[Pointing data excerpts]

________________________

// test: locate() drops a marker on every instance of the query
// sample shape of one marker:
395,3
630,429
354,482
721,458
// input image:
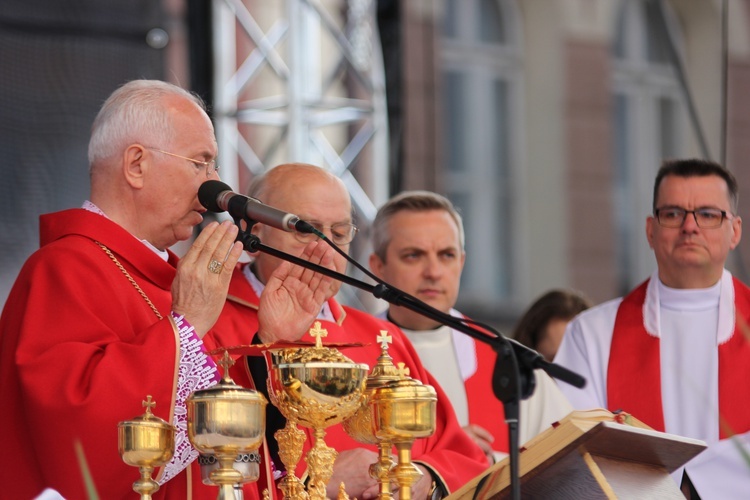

________________________

> Given exercise:
Return every line of the data above verbatim, omitting the pictures.

> Solution for this exercise:
// test: locate() drops a marker on every instance of the query
// sample shape of one marker:
395,3
630,429
354,482
721,458
// input image:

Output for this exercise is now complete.